_Stated exercise 1_. Copy the stretch of the bass neck forum thread from "Just wondering what" through "the only one." word for word.

_Reading text_.
———

Big mits short fingers. What necks do you like?

Discussion in 'Basses [BG]' started by Oldie but noobe, Sep 21, 2005.

  1. Hey y'all

    Just wondering what neck profiles/shapes are comfortable for those with really big palms and short fingers. The palm of my hands are really large and my fingers are short. I am sure I am not the only one.
    What have you found to work for you? :help:
  2. thisSNsucks


    Dec 19, 2004
    Yonkers, NY
    We'll I dont know if its because of the proportions of my hands but I really like flatter fingerboards. My SX P-bass has a 1-5/8 width at the nut and a really flat fingerboard, not sure of the radius though. Plays great (thanks again Hambone). I also really love the feel of a Musicman Sterlings neck. Id say check out a few basses from different manufacturers at your local shop and see which one you feel real comfortable with. then find the specs for it online and there you have it. Hope that helps.

———

_Excerpted data_.
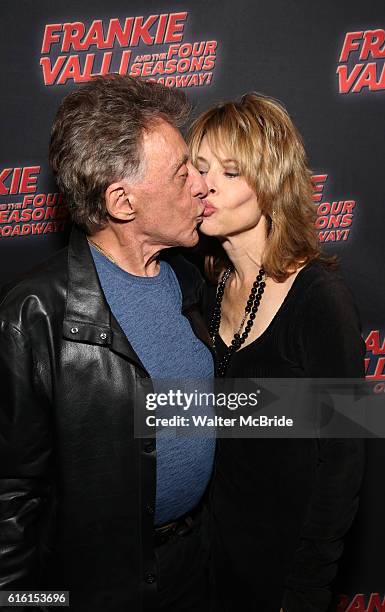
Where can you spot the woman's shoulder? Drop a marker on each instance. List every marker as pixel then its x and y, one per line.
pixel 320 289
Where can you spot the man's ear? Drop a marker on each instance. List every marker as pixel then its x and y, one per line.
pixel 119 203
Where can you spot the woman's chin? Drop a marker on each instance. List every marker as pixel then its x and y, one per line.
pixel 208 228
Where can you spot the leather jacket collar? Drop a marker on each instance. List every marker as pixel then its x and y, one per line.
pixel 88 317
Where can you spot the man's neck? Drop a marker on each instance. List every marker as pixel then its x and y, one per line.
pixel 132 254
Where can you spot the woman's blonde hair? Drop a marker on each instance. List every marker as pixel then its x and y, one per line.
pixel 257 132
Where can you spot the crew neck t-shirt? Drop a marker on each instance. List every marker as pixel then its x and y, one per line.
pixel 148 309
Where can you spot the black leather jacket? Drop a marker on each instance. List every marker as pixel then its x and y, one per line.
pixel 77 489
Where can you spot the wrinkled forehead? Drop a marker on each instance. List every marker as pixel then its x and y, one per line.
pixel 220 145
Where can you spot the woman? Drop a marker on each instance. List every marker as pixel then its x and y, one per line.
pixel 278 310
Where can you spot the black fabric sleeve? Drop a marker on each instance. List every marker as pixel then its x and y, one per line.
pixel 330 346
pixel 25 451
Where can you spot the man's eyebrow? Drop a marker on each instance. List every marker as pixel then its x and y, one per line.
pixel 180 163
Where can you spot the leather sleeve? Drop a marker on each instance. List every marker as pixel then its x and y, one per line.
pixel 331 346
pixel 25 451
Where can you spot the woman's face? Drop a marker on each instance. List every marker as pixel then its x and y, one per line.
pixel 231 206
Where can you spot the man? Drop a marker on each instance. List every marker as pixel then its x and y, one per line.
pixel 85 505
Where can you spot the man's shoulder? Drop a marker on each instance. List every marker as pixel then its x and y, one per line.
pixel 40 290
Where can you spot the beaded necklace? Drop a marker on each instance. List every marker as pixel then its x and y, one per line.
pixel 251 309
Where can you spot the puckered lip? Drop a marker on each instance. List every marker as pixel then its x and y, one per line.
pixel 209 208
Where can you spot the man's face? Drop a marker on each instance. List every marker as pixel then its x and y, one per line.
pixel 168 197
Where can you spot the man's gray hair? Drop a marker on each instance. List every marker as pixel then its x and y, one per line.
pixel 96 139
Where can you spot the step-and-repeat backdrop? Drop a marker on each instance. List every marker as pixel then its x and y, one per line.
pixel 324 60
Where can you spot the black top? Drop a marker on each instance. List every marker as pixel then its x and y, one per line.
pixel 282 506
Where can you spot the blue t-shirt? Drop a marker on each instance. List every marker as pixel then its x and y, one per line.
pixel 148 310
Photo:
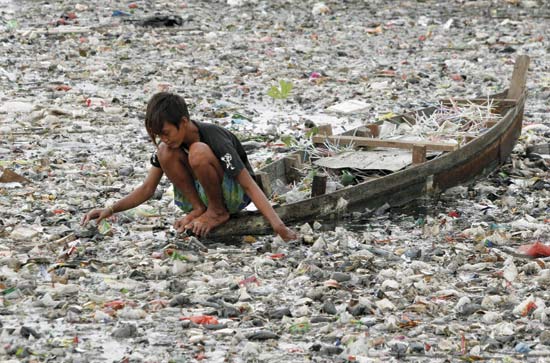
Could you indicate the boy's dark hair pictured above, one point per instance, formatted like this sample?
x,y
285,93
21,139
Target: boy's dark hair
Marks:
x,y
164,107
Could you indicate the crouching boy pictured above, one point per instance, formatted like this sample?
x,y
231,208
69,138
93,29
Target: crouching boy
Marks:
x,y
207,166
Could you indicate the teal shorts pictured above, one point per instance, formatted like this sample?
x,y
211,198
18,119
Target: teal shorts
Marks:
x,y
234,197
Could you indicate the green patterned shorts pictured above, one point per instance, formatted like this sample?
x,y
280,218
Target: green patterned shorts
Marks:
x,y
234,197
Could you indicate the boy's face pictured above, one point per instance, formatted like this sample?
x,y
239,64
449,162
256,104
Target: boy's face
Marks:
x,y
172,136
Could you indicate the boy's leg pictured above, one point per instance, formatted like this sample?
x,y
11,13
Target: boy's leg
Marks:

———

_Stated exercise 2_. Repeat the stretch of the records from the line containing "Where can you spot the man's gray" through the line containing "pixel 324 60", with both of those lines included, and write nothing else.

_Right answer 1_.
Just wondering what neck profiles/shapes are comfortable for those with really big palms and short fingers. The palm of my hands are really large and my fingers are short. I am sure I am not the only one.

_Right answer 2_.
Where can you spot the man's gray hair? Drop a marker on each instance. List every marker as pixel then its x and y, one per line.
pixel 96 139
Where can you spot the step-and-repeat backdrop? Drop a marker on each instance. List every marker as pixel then its x and y, one per line.
pixel 324 60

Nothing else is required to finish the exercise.